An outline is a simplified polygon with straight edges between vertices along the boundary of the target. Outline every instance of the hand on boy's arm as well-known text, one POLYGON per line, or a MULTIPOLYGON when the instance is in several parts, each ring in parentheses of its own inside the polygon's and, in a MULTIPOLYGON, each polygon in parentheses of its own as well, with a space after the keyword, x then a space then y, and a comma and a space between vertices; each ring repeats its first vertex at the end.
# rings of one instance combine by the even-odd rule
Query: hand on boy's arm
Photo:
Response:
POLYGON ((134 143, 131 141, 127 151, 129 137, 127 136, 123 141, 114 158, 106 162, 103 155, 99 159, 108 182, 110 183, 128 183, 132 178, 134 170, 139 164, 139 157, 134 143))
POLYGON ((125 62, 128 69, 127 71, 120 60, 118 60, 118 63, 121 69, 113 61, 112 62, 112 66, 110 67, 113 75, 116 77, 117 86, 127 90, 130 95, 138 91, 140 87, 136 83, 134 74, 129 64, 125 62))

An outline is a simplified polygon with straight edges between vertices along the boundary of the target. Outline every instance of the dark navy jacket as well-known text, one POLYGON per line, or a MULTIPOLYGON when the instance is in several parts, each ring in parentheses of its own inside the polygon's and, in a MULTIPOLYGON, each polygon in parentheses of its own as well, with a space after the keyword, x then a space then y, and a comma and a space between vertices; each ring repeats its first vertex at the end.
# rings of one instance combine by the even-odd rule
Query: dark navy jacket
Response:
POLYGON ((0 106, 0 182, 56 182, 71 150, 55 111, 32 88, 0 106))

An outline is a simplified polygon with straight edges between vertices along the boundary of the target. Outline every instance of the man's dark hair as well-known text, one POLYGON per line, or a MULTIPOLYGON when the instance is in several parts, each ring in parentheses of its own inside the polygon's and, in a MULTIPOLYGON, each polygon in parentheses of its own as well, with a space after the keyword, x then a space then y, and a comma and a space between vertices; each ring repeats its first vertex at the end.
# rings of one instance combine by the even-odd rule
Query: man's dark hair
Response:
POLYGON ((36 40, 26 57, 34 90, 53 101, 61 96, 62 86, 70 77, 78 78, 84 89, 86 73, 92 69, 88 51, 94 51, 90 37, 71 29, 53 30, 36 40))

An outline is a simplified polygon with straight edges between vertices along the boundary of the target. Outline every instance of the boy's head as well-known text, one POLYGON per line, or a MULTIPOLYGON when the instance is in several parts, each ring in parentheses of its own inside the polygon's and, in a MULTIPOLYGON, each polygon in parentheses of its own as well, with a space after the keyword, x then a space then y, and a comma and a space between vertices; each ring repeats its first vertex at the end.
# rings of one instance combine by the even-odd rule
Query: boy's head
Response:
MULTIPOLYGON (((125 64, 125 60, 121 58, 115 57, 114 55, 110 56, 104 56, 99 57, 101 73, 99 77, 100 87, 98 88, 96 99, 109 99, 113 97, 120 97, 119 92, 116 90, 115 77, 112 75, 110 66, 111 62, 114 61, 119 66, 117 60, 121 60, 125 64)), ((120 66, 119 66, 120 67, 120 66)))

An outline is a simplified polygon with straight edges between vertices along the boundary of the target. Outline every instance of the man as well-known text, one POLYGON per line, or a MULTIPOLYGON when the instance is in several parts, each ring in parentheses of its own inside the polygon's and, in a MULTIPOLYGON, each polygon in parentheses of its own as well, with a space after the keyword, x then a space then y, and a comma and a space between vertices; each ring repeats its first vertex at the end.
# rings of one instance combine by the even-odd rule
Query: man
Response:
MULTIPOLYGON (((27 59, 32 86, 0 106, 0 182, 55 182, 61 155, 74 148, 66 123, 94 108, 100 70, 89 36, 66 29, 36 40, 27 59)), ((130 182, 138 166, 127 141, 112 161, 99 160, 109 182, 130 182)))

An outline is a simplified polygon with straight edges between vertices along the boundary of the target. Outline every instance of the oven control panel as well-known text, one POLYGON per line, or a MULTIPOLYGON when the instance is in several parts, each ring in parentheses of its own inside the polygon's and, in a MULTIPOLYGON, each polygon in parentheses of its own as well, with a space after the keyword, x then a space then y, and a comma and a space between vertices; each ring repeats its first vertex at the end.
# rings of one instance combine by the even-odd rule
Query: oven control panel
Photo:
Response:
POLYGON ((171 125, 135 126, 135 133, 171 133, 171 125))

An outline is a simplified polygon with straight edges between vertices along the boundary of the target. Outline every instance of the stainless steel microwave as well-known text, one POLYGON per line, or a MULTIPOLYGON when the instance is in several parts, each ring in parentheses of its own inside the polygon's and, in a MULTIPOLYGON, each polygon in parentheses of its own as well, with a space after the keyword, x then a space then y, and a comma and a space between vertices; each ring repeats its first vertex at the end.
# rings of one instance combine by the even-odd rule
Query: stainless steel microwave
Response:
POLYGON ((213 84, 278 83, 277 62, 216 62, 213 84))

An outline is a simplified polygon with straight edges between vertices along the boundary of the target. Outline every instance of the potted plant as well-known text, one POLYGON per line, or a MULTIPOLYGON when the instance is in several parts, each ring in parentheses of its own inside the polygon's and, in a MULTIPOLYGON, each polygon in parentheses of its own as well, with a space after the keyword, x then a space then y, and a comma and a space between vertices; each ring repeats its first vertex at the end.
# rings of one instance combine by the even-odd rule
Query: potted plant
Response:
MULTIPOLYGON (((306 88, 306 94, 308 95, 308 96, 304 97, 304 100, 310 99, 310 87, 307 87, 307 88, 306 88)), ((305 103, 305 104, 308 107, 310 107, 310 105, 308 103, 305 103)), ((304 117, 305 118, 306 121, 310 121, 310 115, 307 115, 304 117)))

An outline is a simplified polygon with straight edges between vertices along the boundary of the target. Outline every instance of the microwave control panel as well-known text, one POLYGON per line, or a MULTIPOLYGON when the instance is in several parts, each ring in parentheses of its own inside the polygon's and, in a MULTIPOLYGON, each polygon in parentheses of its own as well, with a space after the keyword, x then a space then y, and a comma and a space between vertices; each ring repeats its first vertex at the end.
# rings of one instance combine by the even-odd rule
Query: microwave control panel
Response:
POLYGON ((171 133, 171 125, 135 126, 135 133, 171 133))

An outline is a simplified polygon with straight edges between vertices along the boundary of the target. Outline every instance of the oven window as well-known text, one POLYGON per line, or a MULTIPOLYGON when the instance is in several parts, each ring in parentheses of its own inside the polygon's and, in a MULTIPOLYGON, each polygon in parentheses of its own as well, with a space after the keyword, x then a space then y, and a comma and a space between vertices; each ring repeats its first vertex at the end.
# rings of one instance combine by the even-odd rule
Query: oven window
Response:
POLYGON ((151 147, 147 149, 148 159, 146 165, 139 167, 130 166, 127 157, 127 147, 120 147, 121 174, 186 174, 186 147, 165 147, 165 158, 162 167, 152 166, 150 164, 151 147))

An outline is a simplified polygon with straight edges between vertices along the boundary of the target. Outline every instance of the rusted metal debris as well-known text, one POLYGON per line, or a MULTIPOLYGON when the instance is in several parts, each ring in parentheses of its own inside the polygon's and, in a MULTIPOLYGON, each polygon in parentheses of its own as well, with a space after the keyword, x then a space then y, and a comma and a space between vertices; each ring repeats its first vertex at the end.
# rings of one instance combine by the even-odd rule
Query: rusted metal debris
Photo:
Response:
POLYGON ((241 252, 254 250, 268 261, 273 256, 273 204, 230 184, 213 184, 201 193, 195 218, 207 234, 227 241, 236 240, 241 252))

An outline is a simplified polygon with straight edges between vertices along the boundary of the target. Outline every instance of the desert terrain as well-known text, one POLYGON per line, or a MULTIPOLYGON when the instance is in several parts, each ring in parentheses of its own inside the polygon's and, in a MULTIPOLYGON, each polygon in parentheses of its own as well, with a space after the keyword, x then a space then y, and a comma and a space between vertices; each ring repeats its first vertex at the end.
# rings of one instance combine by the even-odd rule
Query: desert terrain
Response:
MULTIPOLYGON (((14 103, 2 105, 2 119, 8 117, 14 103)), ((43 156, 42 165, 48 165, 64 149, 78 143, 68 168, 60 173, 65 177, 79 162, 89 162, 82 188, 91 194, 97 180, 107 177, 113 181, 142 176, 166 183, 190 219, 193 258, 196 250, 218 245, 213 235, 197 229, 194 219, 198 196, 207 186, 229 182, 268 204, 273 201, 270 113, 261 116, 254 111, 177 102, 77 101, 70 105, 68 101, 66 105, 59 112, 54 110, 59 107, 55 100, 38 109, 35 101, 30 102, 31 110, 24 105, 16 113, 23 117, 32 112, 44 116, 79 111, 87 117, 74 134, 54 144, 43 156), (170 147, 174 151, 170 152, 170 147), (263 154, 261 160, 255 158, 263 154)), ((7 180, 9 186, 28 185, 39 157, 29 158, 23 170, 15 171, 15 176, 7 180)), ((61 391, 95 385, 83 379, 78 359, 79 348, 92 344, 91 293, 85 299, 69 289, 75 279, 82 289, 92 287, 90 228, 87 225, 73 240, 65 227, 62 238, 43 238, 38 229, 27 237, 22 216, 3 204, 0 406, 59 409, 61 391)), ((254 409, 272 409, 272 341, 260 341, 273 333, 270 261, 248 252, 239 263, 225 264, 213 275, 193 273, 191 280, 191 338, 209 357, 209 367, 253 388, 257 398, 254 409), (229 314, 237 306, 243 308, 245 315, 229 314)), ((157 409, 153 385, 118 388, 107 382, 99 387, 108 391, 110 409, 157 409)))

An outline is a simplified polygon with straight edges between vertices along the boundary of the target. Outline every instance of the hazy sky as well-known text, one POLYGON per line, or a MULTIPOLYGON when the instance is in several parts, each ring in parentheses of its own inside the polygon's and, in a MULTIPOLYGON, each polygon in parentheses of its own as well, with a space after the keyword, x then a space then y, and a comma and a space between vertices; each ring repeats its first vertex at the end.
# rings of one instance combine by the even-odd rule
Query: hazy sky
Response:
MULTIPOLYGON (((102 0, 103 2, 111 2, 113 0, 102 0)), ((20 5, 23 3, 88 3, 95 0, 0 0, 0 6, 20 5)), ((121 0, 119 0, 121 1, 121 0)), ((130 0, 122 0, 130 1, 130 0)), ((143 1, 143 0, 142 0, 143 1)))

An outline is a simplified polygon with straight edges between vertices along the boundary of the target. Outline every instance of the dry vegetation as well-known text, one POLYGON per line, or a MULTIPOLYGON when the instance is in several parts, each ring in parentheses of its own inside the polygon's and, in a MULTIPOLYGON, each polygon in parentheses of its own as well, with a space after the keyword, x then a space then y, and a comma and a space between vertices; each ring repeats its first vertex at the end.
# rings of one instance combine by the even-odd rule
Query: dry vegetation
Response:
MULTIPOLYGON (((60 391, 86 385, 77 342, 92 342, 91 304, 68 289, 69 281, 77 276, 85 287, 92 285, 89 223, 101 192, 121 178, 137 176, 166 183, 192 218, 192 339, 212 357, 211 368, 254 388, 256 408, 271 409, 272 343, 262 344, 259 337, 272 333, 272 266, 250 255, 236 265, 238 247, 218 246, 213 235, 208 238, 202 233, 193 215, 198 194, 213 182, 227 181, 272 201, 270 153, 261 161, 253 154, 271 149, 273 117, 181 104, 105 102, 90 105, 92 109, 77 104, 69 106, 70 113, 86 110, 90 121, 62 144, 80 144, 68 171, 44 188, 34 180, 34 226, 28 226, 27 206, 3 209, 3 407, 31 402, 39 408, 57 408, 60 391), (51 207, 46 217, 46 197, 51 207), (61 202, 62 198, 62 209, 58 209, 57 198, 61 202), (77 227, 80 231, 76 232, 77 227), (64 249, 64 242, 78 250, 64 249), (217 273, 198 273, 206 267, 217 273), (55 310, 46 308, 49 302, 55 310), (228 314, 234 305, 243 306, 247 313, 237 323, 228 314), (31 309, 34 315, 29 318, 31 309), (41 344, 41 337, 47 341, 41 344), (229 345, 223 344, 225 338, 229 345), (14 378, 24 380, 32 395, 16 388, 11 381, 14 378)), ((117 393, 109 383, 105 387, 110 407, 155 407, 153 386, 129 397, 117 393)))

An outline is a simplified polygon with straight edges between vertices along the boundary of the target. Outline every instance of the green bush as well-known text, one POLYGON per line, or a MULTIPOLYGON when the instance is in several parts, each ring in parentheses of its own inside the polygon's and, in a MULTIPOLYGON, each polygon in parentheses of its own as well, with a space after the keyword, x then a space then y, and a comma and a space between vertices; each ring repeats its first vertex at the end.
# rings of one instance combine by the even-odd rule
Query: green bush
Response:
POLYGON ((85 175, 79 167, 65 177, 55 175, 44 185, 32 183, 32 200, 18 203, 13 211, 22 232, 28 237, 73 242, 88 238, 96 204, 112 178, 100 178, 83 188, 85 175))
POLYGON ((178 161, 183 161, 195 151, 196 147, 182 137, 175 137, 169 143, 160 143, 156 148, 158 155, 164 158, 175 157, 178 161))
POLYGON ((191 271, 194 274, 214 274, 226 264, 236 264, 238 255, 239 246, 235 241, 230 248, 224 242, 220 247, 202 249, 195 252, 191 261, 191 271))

--------------------------------------------------

▸ **WRITTEN EXERCISE**
Render the lines above as a Markdown table with the columns "Number" and "Text", starting with the line that contains "of the dark" and going on through the line that contains "POLYGON ((36 40, 26". Include only those lines and omit any blank ones.

▸ **RESULT BELOW**
| Number | Text |
|---|---|
| 1 | An outline is a simplified polygon with straight edges between vertices along the boundary of the target. Outline every instance of the dark navy jacket as well-known text, one POLYGON per line, or a MULTIPOLYGON when the instance is in several parts, each ring in parentheses of its own inside the polygon's and, in a MULTIPOLYGON, each polygon in parentheses of its own as well, with a space after the keyword, x then a space then y, and a comma and a space between vertices; each ring repeats its first vertex at the end. |
| 2 | # rings of one instance combine by the even-odd rule |
| 3 | Query: dark navy jacket |
| 4 | Response: |
| 5 | POLYGON ((0 106, 0 182, 56 182, 71 150, 55 111, 32 88, 0 106)) |
| 6 | An outline is a simplified polygon with straight edges between vertices along the boundary of the target. Outline every instance of the man's dark hair as well-known text, one POLYGON per line, or a MULTIPOLYGON when the instance is in several parts, each ring in parentheses of its own inside the polygon's and, in a MULTIPOLYGON, each polygon in parentheses of its own as well, with a space after the keyword, x then a space then y, and a comma and a space between vertices; each ring repeats its first vertex at the end. |
| 7 | # rings of one instance combine by the even-odd rule |
| 8 | Query: man's dark hair |
| 9 | Response: |
| 10 | POLYGON ((36 40, 26 57, 34 90, 53 101, 61 96, 62 86, 70 77, 78 78, 84 89, 86 73, 92 69, 88 51, 94 51, 90 37, 71 29, 53 30, 36 40)) |